Goal of the exercise =
Format the material below as a numbered list, omitting blank lines, covering only the stretch from the start of the material through the line containing "681 25 847 432".

Rows of box annotation data:

>>>>>

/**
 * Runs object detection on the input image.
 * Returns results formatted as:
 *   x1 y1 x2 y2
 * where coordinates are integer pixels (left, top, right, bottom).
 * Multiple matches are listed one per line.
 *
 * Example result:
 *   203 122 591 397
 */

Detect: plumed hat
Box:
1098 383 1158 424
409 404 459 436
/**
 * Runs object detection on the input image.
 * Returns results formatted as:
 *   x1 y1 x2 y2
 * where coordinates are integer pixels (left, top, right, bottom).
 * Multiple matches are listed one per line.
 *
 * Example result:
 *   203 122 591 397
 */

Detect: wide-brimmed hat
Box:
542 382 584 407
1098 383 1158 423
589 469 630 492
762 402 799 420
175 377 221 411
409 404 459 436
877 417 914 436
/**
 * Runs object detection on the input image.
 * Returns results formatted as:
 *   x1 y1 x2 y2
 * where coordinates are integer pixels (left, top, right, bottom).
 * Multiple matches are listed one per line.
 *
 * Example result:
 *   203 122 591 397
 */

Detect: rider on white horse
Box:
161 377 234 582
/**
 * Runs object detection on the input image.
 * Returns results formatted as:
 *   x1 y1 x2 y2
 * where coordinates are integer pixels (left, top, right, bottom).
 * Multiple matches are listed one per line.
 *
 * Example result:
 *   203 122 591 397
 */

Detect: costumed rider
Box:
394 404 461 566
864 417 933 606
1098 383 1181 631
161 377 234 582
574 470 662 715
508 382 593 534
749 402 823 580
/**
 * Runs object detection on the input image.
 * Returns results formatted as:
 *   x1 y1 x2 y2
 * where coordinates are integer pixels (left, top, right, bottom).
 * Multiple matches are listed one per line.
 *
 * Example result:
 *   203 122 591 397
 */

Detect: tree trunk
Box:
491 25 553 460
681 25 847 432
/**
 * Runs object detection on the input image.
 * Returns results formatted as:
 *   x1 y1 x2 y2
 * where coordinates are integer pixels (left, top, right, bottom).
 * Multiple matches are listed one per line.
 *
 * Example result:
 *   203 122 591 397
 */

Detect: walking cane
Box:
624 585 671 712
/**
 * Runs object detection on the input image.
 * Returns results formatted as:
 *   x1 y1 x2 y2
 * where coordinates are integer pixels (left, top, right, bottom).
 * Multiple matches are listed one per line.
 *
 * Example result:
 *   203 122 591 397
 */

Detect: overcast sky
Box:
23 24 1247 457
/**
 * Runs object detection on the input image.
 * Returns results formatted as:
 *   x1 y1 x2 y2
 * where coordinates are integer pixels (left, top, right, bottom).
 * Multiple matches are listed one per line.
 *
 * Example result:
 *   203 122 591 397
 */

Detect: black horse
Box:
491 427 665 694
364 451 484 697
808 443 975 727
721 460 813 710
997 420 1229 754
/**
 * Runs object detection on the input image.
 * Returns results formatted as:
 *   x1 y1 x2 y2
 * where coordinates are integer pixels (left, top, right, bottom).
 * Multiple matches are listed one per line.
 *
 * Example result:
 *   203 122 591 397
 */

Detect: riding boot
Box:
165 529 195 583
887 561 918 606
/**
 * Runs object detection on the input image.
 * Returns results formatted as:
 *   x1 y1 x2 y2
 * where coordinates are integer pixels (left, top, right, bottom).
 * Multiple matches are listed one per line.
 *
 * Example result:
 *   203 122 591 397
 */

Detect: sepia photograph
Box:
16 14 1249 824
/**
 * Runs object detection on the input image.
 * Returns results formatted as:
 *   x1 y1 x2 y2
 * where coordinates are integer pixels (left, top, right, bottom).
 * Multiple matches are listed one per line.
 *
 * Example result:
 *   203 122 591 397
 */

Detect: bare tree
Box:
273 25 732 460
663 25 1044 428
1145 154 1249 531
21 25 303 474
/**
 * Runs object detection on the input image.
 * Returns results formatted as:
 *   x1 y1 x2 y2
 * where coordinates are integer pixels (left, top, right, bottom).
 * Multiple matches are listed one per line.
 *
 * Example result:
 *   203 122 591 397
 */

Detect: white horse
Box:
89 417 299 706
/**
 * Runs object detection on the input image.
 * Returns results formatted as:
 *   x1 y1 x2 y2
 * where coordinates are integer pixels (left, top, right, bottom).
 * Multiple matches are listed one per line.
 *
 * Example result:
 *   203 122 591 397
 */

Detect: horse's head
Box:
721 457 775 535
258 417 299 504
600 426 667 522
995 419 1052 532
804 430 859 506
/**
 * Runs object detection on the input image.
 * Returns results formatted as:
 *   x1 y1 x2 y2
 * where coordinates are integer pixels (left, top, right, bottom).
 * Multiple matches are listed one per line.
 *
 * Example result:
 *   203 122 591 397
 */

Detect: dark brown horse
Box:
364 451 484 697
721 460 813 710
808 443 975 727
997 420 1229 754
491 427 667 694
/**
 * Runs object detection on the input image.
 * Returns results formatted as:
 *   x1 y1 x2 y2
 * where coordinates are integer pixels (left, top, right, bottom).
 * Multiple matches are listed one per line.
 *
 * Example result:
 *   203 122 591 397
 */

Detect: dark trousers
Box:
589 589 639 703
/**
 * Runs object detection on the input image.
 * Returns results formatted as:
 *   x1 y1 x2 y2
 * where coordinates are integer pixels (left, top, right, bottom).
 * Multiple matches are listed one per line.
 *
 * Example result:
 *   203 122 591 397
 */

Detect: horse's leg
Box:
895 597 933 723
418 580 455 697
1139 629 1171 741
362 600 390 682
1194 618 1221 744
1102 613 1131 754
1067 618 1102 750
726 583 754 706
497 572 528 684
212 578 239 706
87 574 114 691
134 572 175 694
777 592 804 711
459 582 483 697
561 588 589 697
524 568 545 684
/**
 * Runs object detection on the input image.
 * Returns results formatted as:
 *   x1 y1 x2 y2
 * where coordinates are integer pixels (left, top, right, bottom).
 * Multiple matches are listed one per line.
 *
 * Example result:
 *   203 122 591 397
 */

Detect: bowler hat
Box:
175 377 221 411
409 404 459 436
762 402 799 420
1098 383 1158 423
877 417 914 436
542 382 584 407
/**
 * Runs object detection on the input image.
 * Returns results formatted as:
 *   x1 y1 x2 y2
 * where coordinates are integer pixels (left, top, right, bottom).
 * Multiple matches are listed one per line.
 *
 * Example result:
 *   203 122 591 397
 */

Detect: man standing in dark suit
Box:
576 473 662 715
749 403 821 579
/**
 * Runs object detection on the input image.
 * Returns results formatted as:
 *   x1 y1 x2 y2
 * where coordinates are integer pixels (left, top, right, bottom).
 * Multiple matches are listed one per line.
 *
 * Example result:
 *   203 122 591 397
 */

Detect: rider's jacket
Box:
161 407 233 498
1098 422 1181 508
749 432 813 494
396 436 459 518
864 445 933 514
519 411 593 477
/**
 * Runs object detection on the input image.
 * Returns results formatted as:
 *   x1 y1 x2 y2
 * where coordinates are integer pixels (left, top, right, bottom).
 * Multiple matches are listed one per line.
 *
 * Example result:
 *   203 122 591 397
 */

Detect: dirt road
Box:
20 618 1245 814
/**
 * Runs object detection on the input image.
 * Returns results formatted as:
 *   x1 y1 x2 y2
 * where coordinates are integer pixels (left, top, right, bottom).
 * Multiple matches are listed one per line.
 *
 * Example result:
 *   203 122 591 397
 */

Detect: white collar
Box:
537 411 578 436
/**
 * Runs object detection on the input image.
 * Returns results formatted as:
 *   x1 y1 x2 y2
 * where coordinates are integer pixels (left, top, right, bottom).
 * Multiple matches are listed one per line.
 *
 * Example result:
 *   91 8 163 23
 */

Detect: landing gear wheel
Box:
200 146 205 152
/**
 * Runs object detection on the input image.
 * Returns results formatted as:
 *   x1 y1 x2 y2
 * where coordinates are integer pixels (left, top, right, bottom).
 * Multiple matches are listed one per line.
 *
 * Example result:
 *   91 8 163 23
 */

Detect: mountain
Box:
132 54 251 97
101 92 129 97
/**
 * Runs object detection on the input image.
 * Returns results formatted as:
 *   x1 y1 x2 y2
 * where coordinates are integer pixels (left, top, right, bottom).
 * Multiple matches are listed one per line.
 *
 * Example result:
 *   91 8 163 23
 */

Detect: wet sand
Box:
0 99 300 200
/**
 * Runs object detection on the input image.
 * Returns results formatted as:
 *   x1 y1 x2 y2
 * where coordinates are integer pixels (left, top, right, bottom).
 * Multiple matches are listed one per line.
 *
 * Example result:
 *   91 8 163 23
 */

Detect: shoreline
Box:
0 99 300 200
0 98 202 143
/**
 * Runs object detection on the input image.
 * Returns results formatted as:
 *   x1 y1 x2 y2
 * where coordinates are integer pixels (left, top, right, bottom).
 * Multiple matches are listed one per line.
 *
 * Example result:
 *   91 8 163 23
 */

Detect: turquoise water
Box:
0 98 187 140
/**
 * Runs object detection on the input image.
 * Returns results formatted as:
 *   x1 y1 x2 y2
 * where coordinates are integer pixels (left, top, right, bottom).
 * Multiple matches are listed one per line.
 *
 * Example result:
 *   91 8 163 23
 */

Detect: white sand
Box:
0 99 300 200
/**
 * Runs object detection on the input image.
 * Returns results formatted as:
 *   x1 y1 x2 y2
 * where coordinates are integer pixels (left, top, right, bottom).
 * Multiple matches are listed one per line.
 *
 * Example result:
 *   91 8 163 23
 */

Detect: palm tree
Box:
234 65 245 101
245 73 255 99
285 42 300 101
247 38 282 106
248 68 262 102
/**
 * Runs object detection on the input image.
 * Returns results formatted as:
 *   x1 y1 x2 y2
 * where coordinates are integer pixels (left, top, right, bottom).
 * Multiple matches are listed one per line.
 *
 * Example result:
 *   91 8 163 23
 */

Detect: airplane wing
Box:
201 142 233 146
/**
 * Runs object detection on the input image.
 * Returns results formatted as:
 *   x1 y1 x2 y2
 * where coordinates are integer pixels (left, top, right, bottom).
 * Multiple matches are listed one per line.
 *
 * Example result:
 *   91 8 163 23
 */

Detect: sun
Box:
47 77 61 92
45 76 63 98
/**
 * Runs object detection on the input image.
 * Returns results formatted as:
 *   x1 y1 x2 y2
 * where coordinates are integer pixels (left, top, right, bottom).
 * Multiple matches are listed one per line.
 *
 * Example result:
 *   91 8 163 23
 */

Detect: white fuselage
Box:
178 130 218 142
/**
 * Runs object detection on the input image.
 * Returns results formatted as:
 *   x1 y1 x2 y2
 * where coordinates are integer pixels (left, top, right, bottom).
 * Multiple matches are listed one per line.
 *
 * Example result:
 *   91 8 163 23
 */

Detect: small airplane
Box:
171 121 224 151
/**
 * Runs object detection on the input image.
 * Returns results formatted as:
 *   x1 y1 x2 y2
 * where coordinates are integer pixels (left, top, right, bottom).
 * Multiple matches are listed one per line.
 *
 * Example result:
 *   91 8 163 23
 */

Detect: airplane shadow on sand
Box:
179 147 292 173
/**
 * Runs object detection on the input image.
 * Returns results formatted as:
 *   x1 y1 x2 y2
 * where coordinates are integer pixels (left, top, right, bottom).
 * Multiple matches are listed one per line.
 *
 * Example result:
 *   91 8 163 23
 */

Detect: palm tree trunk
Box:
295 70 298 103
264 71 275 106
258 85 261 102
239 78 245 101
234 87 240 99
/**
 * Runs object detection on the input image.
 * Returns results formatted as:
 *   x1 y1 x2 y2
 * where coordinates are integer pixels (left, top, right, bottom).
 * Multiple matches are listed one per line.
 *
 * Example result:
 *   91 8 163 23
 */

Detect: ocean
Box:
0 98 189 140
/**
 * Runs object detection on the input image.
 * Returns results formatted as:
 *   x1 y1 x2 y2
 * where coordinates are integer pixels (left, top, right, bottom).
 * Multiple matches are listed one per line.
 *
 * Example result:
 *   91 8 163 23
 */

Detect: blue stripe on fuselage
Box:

<<<<<

Finished answer =
1. /**
2.  * Runs object detection on the input image.
3.  * Returns results formatted as:
4.  *   x1 y1 x2 y2
5.  * where coordinates are integer pixels (left, top, right, bottom).
6.  * Multiple matches are listed one per line.
7.  *
8.  * Example result:
9.  *   203 122 591 397
10.  */
11. Detect: plumed hat
12. Box:
13. 1098 383 1158 424
14. 409 404 459 436
15. /**
16.  * Runs object detection on the input image.
17.  * Returns results formatted as:
18.  *   x1 y1 x2 y2
19.  * where coordinates are integer pixels (left, top, right, bottom).
20.  * Multiple matches are listed one per line.
21.  *
22.  * Example result:
23.  *   203 122 591 397
24.  */
25. Detect: wide-brimmed hat
26. Box:
27. 542 382 584 407
28. 1098 383 1158 423
29. 589 469 630 492
30. 762 402 799 420
31. 175 377 221 411
32. 409 404 459 436
33. 877 417 914 436
34. /**
35.  * Runs object detection on the input image.
36.  * Returns results formatted as:
37.  *   x1 y1 x2 y2
38.  * where coordinates are integer pixels (left, top, right, bottom).
39.  * Multiple matches are listed one per line.
40.  *
41.  * Example result:
42.  *   203 122 591 397
43.  */
44. Detect: rider on white horse
45. Box:
46. 161 377 234 582
47. /**
48.  * Runs object detection on the input image.
49.  * Returns results formatted as:
50.  *   x1 y1 x2 y2
51.  * where coordinates are integer pixels (left, top, right, bottom).
52.  * Multiple matches are listed one per line.
53.  *
54.  * Example result:
55.  *   203 122 591 397
56.  */
57. Detect: costumed rider
58. Box:
59. 394 404 461 566
60. 864 417 933 606
61. 1098 383 1181 631
62. 161 377 234 582
63. 574 470 662 715
64. 508 382 593 534
65. 749 402 823 580
66. /**
67.  * Runs object detection on the input image.
68.  * Returns results formatted as:
69.  *   x1 y1 x2 y2
70.  * where coordinates are integer pixels (left, top, right, bottom).
71.  * Multiple matches are listed one per line.
72.  *
73.  * Example result:
74.  *   203 122 591 397
75.  */
76. Detect: tree trunk
77. Box:
78. 491 25 553 460
79. 681 25 847 432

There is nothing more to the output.